Die alte Regierung hat nicht mehr viel auf Schiene gebracht. Auch aus dem „leistbaren Wohnen“ wurde nichts mehr?

Wolfgang Louzek: Die Frage ist: leistbar für wen? Reglementieren wir die Preise so runter und setzen wir die Auflagen so hinauf, dass der Private seine Immobilien inzwischen lieber leer stehen lässt, als dass er sie vermietet? Damit ist Wohnungssuchenden auch nicht geholfen.

Sie hoffen wieder einmal auf eine Mietrechtsreform?

Das Beste wäre, dass Mietrechtsgesetz einfach in die Tonne zu schmeißen. Das tat etwa Spaniens Regierung. Damit hat Mariano Rajoy von heute auf morgen viele Mietwohnungen auf den Markt gebracht. Doch wir leben in Österreich. Realistisch ist die Politik der kleinen Reformen.

An welchen Schrauben sollte die neue Regierung drehen, damit wieder in Wohnraum investiert wird?

Da gibt es genau zwei: regulatorische und steuerliche Anreize. Warum führen wir nicht wieder den Investitionsfreibetrag ein, den wir bis 2000 hatten und machen erneut die vorzeitige Abschreibung für die Gebäudeherstellung auf fünf bis zehn Jahre möglich?

Das kostet Steuergeld.

● BEREITGESTELLTES MATERIAL
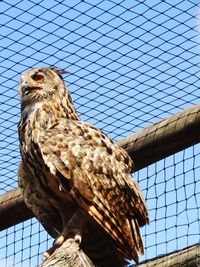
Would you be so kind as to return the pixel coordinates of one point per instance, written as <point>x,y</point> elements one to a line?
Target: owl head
<point>40,84</point>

● AUFGABEN
1. Gib aus dem Text über leistbares Wohnen den Abschnitt von „An welchen Schrauben“ bis „Das kostet Steuergeld.“ wortgetreu wieder.
2. Welchen Freibetrag gab es laut dem Text über leistbares Wohnen bis 2000?

● LÖSUNGEN
1.
An welchen Schrauben sollte die neue Regierung drehen, damit wieder in Wohnraum investiert wird?

Da gibt es genau zwei: regulatorische und steuerliche Anreize. Warum führen wir nicht wieder den Investitionsfreibetrag ein, den wir bis 2000 hatten und machen erneut die vorzeitige Abschreibung für die Gebäudeherstellung auf fünf bis zehn Jahre möglich?

Das kostet Steuergeld.

2. Den Investitionsfreibetrag.